By Lucy Roberts 

This Girl Can, a campaign set up in 2015 to promote women in sport and to encourage them to get active, wants to close the gender activity gap between men and women.

Kate Dale

Kate Dale

Before the pandemic hit, the gap was at just 3.9%, but with 1.2million fewer women getting active during the first lockdown, the figure is now closer to 10%.

Kate Dale, the This Girl Can campaign lead, explains what was preventing women from exercising during lockdown and what men can do as allies to help women feel more comfortable when getting active, whether that be working out in parks or going to recently re-opened gyms.

Q) Why is the gender activity gap between men and women so high and what’s been preventing women from exercising during lockdown?

A) All the reasons why there’s an activity gap are still there, all the reasons why women were less likely to be active than men still existed – because of the fear of judgment. What This Girl Can has been talking about for the past six years and have been addressing and helping women to address. Obviously, all of that was still there plus we lay on top of that some of the impact of the restrictions relating to Covid in terms of economic insecurity, increase in care burdens and home-schooling had a bigger impact on more women than men. Plus, all our research shows the anxiety and stress caused by Covid, about catching it, about doing the right thing – women were experiencing that more than men. I think it was multi-layered to be honest. Although Covid itself had a bigger impact on men as an illness, the restrictions and the lockdown had the bigger impact on women. And that’s what made it harder, I think.

Q) Understandably a lot of women don’t feel safe when they go out for a run whether that be in the daylight or at night, the issue especially being brought to light because of the devastating story of Sarah Everard, but how can the physical activity sector be made safer for women to encourage them to get active?

* Assigned task A:
According to the This Girl Can interview, what was the gender activity gap before the pandemic?
* Assigned task B:
Extend the This Girl Can interview past its final sentence.
The records that follow come from a separate source and have no connection to the This Girl Can interview.

* Data listing:
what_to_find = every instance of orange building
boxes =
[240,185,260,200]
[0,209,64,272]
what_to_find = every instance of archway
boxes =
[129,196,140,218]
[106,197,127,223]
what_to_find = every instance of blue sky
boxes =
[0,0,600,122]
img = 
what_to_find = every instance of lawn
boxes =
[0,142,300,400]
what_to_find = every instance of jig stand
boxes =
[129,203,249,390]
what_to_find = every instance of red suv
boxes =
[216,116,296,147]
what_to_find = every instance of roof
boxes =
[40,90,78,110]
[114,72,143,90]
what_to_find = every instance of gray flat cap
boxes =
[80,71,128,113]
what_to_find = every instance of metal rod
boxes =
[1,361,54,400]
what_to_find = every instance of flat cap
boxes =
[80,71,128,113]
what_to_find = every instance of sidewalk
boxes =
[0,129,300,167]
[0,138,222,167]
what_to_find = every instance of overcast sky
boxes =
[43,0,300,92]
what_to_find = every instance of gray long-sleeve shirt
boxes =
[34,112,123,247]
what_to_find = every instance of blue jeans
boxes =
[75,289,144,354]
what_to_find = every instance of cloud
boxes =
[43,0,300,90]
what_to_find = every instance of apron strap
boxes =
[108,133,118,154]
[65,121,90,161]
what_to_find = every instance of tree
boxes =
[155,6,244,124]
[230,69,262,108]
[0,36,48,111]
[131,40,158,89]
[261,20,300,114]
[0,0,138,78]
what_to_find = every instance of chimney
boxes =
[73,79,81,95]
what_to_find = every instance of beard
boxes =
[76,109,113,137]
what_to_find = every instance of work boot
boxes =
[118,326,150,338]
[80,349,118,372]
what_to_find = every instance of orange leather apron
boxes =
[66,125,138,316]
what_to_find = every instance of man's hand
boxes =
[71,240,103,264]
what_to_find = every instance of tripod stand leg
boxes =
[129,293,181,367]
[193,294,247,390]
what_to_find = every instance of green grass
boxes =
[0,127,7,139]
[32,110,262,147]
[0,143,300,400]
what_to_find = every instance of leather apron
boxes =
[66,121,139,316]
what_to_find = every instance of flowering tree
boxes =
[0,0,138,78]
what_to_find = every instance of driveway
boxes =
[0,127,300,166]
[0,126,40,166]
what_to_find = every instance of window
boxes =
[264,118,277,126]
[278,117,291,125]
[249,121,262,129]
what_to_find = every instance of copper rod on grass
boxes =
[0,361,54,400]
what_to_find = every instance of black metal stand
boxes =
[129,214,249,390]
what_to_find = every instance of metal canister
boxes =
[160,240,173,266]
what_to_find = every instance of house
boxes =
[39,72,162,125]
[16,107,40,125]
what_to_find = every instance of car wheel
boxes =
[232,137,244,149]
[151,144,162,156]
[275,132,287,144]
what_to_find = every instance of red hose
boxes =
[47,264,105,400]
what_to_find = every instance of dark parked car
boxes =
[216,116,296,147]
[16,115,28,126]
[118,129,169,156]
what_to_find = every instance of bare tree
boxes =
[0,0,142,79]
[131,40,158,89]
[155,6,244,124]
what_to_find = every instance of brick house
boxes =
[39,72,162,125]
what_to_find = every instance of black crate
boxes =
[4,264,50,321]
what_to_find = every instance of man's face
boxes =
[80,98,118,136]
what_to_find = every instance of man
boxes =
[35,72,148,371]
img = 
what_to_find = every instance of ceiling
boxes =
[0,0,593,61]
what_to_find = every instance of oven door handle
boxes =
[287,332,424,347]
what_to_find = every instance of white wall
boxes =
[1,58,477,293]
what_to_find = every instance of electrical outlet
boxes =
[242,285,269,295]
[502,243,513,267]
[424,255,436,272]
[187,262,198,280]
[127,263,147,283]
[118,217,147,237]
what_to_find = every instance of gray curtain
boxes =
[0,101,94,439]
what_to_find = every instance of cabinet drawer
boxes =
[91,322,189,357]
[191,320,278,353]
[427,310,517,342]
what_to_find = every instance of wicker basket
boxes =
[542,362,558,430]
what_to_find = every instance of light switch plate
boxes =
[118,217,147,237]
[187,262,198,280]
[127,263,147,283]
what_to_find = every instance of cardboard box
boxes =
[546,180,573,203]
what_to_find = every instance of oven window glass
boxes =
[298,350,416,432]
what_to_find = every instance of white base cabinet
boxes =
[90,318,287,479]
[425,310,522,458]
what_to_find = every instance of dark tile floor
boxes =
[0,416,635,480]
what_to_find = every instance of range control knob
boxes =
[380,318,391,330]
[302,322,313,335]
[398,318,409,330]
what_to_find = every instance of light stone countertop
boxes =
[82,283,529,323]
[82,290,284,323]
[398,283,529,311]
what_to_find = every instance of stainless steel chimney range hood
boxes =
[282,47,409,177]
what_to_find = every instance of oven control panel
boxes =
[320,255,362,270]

* Task answer A:
3.9%

* Task answer B:
A) I’m really glad you asked a question like that because over recent months or even before that awful, awful story, I’d been doing interviews and talking about what we can do to change our behaviour. And what I really reflected on is that we didn’t need to, we really don’t need to change our behaviour, but also, we didn’t really need to tell women to change their behaviour because it’s just the stuff we all do anyway, every time we leave the house and feel unsafe, whether that’s at night with the whole thing about headphones and keys and being aware of your surroundings and letting people know. So, in a way the thing of what can women do differently is kind of, not redundant, but is not the point. Also, I agree with you that a lot of the focus was on women exercising and being outside at night, but a lot of the stories brought to light show that we’ve all been harassed, intimidated and worse at all times of the day and in all environments.

I am sounding really negative now and I don’t want to paint a doom and gloom picture but that is a reality that we women have kind of got used to. And I think sometimes we forget to feel angry about it because it’s so normal. So, I welcome the fact, not the reason why, but I welcome the fact that we’re questioning this now and actually saying no, society and the way that we structure things has to change. There’s a real onus on the physical activity sector and they are addressing this more and more, to start thinking about their policies, their procedures, how they’re set up, for example gyms, and they are doing this now. They are implementing very clear policies and processes if somebody feels harassed or intimidated, that there’s somewhere to go to and that it will be taken seriously. And I think the same with sports clubs and running clubs or anything like that need to do the same as well so that we’re very clearly calling it out and having a zero tolerance, zero acceptance attitude to this. The biggest thing I do is to encourage women, if you want to go outside and exercise whether its running, walking, cycling, sprints in the park, HIIT classes, whatever it is, keep doing it. Because the more of us that are out there normalising it and showing that we’re doing it anyway, then the more that does have an impact as well. It helps tackle the fear but also, if there’s more of us out there, the more people that are out there then the less alone we are.

Q) Women do feel intimidated in gyms as well so what can be done to help and eradicate this? Should there be more female only gyms, but shouldn’t women feel safe enough to be in a mixed sex gym?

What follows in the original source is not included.